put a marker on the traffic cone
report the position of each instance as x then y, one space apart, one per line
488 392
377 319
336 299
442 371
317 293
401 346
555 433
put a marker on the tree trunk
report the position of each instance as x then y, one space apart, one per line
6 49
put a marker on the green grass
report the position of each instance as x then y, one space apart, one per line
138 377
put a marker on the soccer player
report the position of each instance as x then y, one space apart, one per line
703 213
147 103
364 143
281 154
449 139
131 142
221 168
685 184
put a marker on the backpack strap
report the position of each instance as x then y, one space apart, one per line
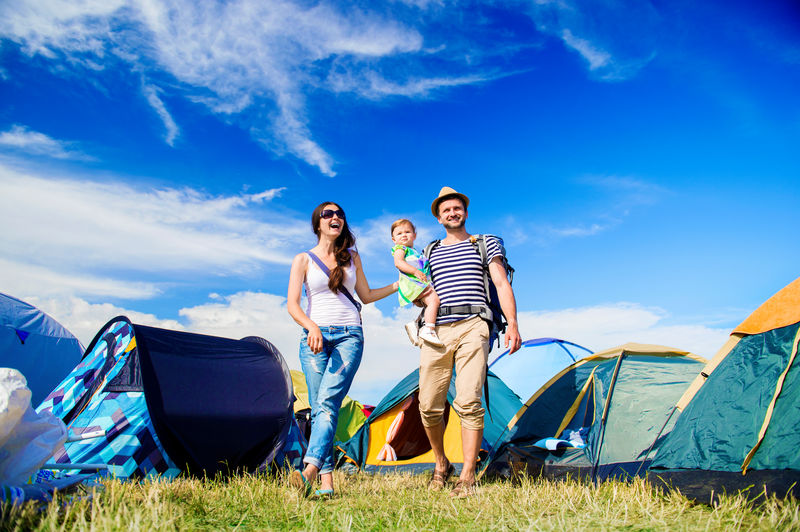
479 241
342 289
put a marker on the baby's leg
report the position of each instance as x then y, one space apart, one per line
431 301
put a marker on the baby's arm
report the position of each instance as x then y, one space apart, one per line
401 264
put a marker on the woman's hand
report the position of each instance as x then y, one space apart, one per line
314 339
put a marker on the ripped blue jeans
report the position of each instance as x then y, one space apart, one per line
329 375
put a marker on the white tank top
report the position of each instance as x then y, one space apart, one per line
324 307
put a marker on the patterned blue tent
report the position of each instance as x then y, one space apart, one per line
527 369
146 401
36 345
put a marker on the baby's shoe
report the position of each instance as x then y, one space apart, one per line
428 334
413 333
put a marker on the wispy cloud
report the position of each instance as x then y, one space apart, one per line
615 197
151 94
596 57
616 39
604 326
88 231
255 61
22 139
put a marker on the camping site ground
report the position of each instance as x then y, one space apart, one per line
394 502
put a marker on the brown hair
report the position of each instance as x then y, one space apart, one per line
341 246
400 222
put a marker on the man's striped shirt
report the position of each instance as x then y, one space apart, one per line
457 275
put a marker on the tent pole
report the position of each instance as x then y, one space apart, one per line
605 416
672 412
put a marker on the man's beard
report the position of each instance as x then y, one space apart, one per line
454 224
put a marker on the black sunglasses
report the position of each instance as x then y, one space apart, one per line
328 213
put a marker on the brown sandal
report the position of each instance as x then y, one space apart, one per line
439 478
464 489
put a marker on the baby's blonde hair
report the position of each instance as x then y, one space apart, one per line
400 222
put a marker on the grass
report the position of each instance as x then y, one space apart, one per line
394 502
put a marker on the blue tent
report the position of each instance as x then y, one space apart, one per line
527 369
36 345
395 426
146 401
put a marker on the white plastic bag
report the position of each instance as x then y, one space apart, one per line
27 439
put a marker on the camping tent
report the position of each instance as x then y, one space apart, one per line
351 413
393 439
598 417
147 401
739 420
526 370
36 345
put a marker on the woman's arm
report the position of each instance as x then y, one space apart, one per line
365 293
401 264
296 276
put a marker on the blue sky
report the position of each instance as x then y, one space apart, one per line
639 159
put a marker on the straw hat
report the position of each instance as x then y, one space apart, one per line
447 193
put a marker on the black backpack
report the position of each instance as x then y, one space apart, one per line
493 313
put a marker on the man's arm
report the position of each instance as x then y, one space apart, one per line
507 302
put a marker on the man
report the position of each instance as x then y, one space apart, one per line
457 276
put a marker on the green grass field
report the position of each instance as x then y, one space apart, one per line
395 502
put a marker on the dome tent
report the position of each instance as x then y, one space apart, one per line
598 417
146 401
738 424
36 345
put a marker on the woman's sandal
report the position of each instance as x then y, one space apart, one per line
439 478
297 480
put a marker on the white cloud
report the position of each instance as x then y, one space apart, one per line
25 278
256 60
22 139
151 94
604 326
596 57
616 39
85 229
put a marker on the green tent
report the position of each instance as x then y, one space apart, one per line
739 426
393 438
599 417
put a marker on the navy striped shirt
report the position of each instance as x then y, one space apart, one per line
457 275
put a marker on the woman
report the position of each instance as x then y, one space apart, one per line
332 344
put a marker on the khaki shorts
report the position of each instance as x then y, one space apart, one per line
466 346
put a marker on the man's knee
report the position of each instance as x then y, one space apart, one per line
470 413
431 412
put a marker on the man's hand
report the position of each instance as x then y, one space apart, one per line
512 338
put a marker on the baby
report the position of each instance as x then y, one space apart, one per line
414 284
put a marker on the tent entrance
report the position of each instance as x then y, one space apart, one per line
397 437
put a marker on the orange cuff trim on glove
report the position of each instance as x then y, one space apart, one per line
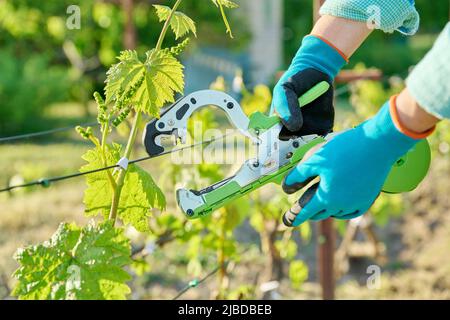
331 45
401 127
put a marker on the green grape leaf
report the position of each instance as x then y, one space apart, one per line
139 193
180 23
76 263
227 4
179 48
145 85
163 78
122 75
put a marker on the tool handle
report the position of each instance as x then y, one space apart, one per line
291 214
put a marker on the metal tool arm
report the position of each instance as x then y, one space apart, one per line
174 120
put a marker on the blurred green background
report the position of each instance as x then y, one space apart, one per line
48 74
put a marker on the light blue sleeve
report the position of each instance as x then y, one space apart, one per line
429 82
386 15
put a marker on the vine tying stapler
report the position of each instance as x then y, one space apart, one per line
276 154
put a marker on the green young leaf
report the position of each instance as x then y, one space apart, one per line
227 4
179 48
76 263
163 78
145 85
122 76
139 193
180 23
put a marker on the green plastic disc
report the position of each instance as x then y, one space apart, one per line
409 170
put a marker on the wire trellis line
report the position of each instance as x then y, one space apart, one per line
43 133
339 91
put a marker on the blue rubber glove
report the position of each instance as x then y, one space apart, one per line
315 61
352 167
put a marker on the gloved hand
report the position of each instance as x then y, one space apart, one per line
315 61
352 167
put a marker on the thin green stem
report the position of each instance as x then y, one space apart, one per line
105 129
123 172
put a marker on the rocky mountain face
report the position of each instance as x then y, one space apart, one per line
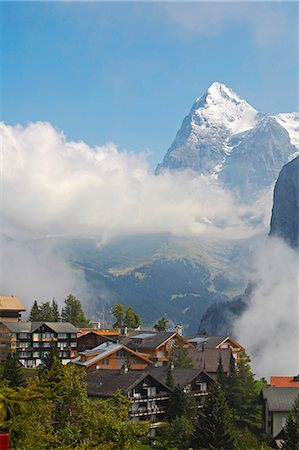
226 138
285 212
220 317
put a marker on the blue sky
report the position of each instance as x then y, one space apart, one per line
129 72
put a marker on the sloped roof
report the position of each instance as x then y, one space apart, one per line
280 398
11 303
181 376
103 383
283 382
102 351
150 340
30 327
208 360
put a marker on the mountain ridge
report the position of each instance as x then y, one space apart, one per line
219 124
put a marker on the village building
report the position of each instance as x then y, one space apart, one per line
208 360
88 339
156 345
11 308
285 381
217 342
277 405
147 390
112 356
31 341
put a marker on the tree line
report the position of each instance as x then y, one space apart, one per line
49 312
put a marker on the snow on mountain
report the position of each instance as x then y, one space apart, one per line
223 107
226 138
290 121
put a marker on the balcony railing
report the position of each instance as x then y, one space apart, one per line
143 411
138 397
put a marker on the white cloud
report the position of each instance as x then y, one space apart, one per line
269 327
55 187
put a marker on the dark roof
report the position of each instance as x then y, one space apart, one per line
103 383
149 340
30 327
280 399
181 376
208 360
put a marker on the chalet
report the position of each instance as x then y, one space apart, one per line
156 345
147 390
208 360
285 381
112 356
88 339
31 341
277 404
11 308
217 342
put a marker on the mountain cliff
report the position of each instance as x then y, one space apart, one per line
285 212
226 138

= = =

> [STATED TASK] Go through the listing above and write it all out exactly, leaving out any picture.

> [ANSWER TO THIS TASK]
put a marker on the traffic cone
report the position of each instance as x then y, one space apart, one per line
488 392
377 319
336 299
442 371
317 293
401 346
555 433
put a marker on the tree trunk
report the position of each instance as x then y, one space apart, one per line
6 49
put a marker on the green grass
report the position of each instance as x then y, one space apart, one per line
138 377
put a marker on the soccer player
report the position of each instance as x then y, one space apart, one per line
703 213
147 103
364 143
281 154
449 139
131 142
221 168
685 184
put a marker on the backpack strap
report the position of each instance as x then y, one space apart, one per line
479 241
342 289
put a marker on the baby's leg
report the position of each instance as x then y, one space apart, one per line
431 301
put a marker on the baby's arm
report the position of each instance as x then y, one space apart, one per line
401 264
put a marker on the woman's hand
report the position of each instance as x then y, one space apart, one per line
314 339
put a marker on the ripped blue jeans
report the position of each instance as x then y, one space apart, one per line
329 375
put a marker on the white tank top
report the position of each instance as x then y, one space apart, one per line
324 307
put a marker on the patterned blue tent
report the position of each instance as x then y, one space apart, one per line
527 369
146 401
36 345
put a marker on the baby's shoe
report the position of each instance as x then y, one space apart, one per line
428 334
413 333
put a marker on the wispy cloud
report the position of each instance as x then y, one space apart, one per line
615 197
151 94
596 57
616 39
604 326
88 231
255 61
22 139
put a marker on the camping site ground
report the position of each instance as x then y, one space apart, one per line
394 502
put a marker on the brown hair
report the position of each instance as x then y, one space apart, one per line
341 246
400 222
put a marker on the man's striped shirt
report the position of each instance as x then y, one space apart, one per line
457 275
put a marker on the tent pole
report the position of each instance as x then y, one space apart, one per line
605 416
672 412
put a marker on the man's beard
report the position of each instance as x then y, one space apart, one per line
454 224
put a marker on the black sunglasses
report the position of each instance as x then y, one space apart, one per line
328 213
put a marker on the brown sandal
report the position of each instance as x then y, one space apart, one per line
439 478
464 489
put a marker on the baby's blonde hair
report the position of each instance as x then y, one space apart, one per line
400 222
put a marker on the grass
report the position of each instance as x then y, one space apart, one per line
394 502
put a marker on the blue tent
report the position of each instance as x then y, one space apart, one per line
527 369
36 345
395 426
146 401
put a marker on the white plastic bag
report the position of each instance as x then y, one space apart, one per line
27 439
put a marker on the camping tent
report the position of each instance as x then y, one space apart, one per line
351 413
393 439
598 417
147 401
739 420
526 370
36 345
put a marker on the woman's arm
report the position of each instance as x then y, one space apart, one per line
365 293
401 264
296 276
put a marker on the blue sky
report the position of each instance as x then y, one space apart, one per line
639 159
put a marker on the straw hat
report the position of each instance as x then y, one space apart, one per line
447 193
put a marker on the black backpack
report the position of each instance as x then y, one space apart, one per line
493 313
put a marker on the man's arm
report the position of each instance as x then y, one space apart, one per line
507 302
put a marker on the man
report the position of each instance as x then y, one space apart, one per line
457 276
put a marker on the green grass field
report the position of each instance as x then y, one space apart, one per line
395 502
put a marker on the dome tent
report the position of each instance as x then y, one space apart, one per line
598 417
146 401
738 424
36 345
put a marker on the woman's sandal
report the position of each instance as x then y, one space apart, one per line
439 478
297 480
put a marker on the white cloud
report the position of each instance as x then y, one space apart, one per line
25 278
256 60
22 139
151 94
604 326
596 57
616 39
85 229
put a marker on the green tent
report the position of each instance as x then y, one space apart, one per line
739 426
393 438
599 417
put a marker on the navy striped shirt
report the position of each instance as x then y, one space apart, one per line
457 275
put a marker on the woman
report the position of each instance as x then y, one space apart, one per line
332 344
put a marker on the khaki shorts
report the position of each instance as x then y, one space apart, one per line
466 346
put a marker on the man's knee
report the position of each instance as x then y, one space apart, one per line
470 413
431 412
put a marker on the man's hand
report the position of each instance as x then y, one space apart, one per line
512 338
put a marker on the baby
report the position of each instance as x then y, one space apart, one per line
414 284
put a marker on the tent entrance
report the position of each instance as x then y, one space apart, one per line
397 437
put a marker on the orange cuff trim on glove
report the position of each instance as x then y, one space apart, one per line
331 45
401 127
put a marker on the green grape leaf
report the position of each instance as x then y, one space apart, one per line
139 193
180 23
76 263
227 4
179 48
145 85
163 78
122 75
put a marker on the tool handle
report the position of each instance as x then y, one space apart, one per line
291 214
put a marker on the metal tool arm
report the position of each instance as x then y, one space apart, one per line
174 120
put a marker on the blurred green background
report the position of each instance as x then y, one space apart, one per line
48 74
put a marker on the light blue sleeve
report the position of each instance as x then y, one space apart, one per line
429 82
386 15
put a marker on the vine tying stapler
report the position of each instance as x then y, one space apart, one per line
276 154
put a marker on the green young leaf
report the position of each instance as x then y, one space apart, one per line
227 4
179 48
76 263
163 78
145 85
122 76
139 193
180 23
put a marker on the green plastic disc
report the position of each instance as x then y, one space apart, one per line
409 170
put a marker on the wire trellis line
report the position of each instance as x then y, one space apart, one per line
43 133
339 91
put a marker on the blue rubber glove
report the position of each instance as x then y, one space apart, one per line
315 61
352 167
put a marker on the gloved hand
report the position of each instance as x then y, one space apart, one per line
315 61
352 167
put a marker on the thin green stem
report the position of each instance as x then y, one space apart, one per line
105 129
123 172
put a marker on the rocky mountain face
report the position of each instance as x then y, one space apart, one per line
226 138
285 212
220 317
put a marker on the blue sky
report the position of each instance as x then y, one space apart, one per line
129 72
put a marker on the sloped roof
report the position of each instance as x then y, one space apart, one per line
280 398
11 303
181 376
103 383
283 382
102 351
150 340
30 327
208 360
put a marker on the mountain ridge
report the position of each instance as x then y, one space apart, one per line
219 124
put a marker on the village building
report the position of each instance as x then y, one space apart, one per line
208 360
88 339
156 345
11 308
285 381
217 342
277 405
147 390
112 356
31 341
put a marker on the tree line
report the position of each instance as x then y, one space apart, one per line
49 312
put a marker on the snow on mountain
report the position of each instance as x then y, one space apart, one per line
223 107
226 138
290 121
put a marker on the balcony railing
report the position of each instance as x then y, one space apart, one per line
143 411
138 397
put a marker on the white cloud
report the position of each instance as x then y, one space apart, one per line
269 327
55 187
put a marker on the dark roof
report the position of each instance as x then y, one space apart, one per line
103 383
149 340
30 327
280 399
181 376
208 360
put a marker on the chalet
report the position of each instance as x then y, one space apart, one per line
156 345
147 390
208 360
285 381
112 356
88 339
31 341
277 404
11 308
217 342
put a marker on the mountain cliff
report the position of each instance as x then y, one space apart, one per line
285 212
226 138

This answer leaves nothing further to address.